◆ Task statement
Arrange every item below as a numbered list, skipping blank lines and leaving the pictures out.
··· Input records
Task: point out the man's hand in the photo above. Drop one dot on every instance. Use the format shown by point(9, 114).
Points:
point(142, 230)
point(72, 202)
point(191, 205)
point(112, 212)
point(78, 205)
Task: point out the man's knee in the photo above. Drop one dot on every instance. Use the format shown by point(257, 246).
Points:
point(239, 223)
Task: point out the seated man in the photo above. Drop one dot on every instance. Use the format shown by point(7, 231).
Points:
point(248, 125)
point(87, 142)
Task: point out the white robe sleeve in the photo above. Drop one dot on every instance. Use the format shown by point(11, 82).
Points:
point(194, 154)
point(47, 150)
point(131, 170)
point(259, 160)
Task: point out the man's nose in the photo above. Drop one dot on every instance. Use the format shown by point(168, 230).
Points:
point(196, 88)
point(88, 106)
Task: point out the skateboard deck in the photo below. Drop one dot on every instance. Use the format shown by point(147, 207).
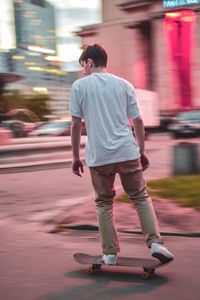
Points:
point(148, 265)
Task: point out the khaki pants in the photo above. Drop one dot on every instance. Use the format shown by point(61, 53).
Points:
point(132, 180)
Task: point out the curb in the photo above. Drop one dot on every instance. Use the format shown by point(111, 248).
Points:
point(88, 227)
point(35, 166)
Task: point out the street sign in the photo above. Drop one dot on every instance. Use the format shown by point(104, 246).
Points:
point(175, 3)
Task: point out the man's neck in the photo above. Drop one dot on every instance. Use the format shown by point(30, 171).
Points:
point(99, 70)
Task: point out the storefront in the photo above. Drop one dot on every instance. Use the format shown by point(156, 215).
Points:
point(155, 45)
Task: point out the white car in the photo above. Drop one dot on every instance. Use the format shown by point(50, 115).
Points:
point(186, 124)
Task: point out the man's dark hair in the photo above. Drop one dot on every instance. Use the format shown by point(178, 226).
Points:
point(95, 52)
······
◆ Task output
1. Task: point out the man's hand in the photo above. Drop one dot on every instance. Use the format shown by point(9, 114).
2. Points:
3. point(142, 230)
4. point(72, 202)
5. point(191, 205)
6. point(112, 212)
7. point(78, 205)
8. Task: point out the man's knee in the photo above. Drop one dot on every instance. Use the format shown by point(257, 246).
9. Points:
10. point(239, 223)
11. Task: point out the seated man in the photo above. Drop one dot on every instance. Use the format shown by point(7, 231).
12. Points:
13. point(248, 125)
14. point(87, 142)
15. Task: point out the white robe sleeve in the photo above. Drop one dot on every instance. Use the format shown by point(11, 82).
16. Points:
17. point(194, 154)
18. point(47, 150)
19. point(131, 170)
20. point(259, 160)
21. Task: point out the man's nose in the photo above. Drop one dot on every instance. Use the format shown by point(168, 230).
22. Points:
23. point(196, 88)
24. point(88, 106)
25. Task: point out the skateboard deck in the photo below. Drop one dot on every instance. Use the format shown by point(147, 207).
26. Points:
27. point(148, 265)
28. Task: point out the khaki pants in the photo above. Drop one dot on every instance. Use the format shown by point(61, 53).
29. Points:
30. point(132, 180)
31. Task: point out the curb in the photo above. Drop one dot on every instance. Use the format shown by point(111, 248).
32. Points:
33. point(88, 227)
34. point(35, 166)
35. Task: point out the street sign in the photo above. Drop one dot on every instance. Use the format shown by point(104, 246).
36. Points:
37. point(175, 3)
38. Task: point out the man's neck in the photo above. Drop one dot on every instance. Use the format shown by point(30, 171).
39. Points:
40. point(99, 70)
41. Task: point out the storefront in the photo above. Drop one dot on every instance. Use the format shown by point(156, 215).
42. Points:
43. point(155, 45)
44. Task: point out the white car in the photo above. Drop one dot on every instance. Use the format shown by point(50, 115).
45. Points:
46. point(186, 124)
47. Task: point out the man's dark hair in the photo above. Drop one dot on every instance. Use the format shown by point(178, 226).
48. Points:
49. point(95, 52)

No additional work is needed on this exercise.